→ DATA FOR THIS TASK
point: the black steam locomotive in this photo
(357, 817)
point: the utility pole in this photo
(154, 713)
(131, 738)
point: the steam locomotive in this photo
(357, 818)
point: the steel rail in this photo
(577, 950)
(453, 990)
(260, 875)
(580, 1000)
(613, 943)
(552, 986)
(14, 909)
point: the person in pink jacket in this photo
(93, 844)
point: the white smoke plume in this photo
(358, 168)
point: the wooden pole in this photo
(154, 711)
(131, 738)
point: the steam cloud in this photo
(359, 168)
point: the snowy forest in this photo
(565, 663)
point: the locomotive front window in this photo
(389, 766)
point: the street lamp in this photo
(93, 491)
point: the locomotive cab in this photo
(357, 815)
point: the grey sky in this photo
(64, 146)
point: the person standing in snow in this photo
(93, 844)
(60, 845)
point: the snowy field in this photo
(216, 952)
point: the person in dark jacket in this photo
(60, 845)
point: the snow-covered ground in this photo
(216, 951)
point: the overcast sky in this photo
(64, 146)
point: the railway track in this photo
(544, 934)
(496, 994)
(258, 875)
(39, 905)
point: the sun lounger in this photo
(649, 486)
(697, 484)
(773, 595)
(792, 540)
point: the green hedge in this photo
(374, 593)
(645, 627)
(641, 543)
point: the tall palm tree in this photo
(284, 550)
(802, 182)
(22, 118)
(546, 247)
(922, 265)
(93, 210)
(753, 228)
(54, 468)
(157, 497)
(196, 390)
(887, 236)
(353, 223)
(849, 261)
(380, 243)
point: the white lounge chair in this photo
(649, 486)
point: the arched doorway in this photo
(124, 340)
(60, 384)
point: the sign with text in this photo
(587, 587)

→ EXERCISE REQUIREMENTS
Print exactly the lines that run from the line containing "point: the wooden pole in this photo" to the end of the data, both ends included.

→ SOLVED PROBLEM
point: the wooden pole in this photo
(154, 711)
(131, 738)
point: the steam cloud in this photo
(359, 168)
point: the snowy forest in this photo
(565, 663)
point: the locomotive front window in this photo
(389, 766)
point: the street lamp in this photo
(93, 491)
point: the locomotive cab in this photo
(357, 815)
point: the grey sky in this photo
(64, 146)
point: the person standing in snow in this photo
(93, 844)
(60, 845)
point: the snowy field in this photo
(216, 952)
point: the person in dark jacket in this photo
(60, 845)
point: the snow-covered ground in this photo
(216, 951)
point: the overcast sky in this photo
(64, 146)
point: the railway track in this photo
(544, 934)
(496, 994)
(258, 875)
(39, 905)
point: the sun lounger in this photo
(649, 486)
(697, 484)
(773, 595)
(792, 540)
point: the green hedge in this photo
(374, 593)
(645, 627)
(641, 543)
point: the tall palm tree in this photo
(284, 550)
(802, 182)
(22, 118)
(546, 247)
(922, 265)
(93, 210)
(753, 228)
(54, 468)
(157, 497)
(196, 390)
(887, 236)
(353, 223)
(849, 261)
(380, 243)
point: the white lounge chair in this photo
(649, 486)
point: the arched doorway in this photo
(124, 340)
(60, 384)
point: the sign with text in this photo
(587, 587)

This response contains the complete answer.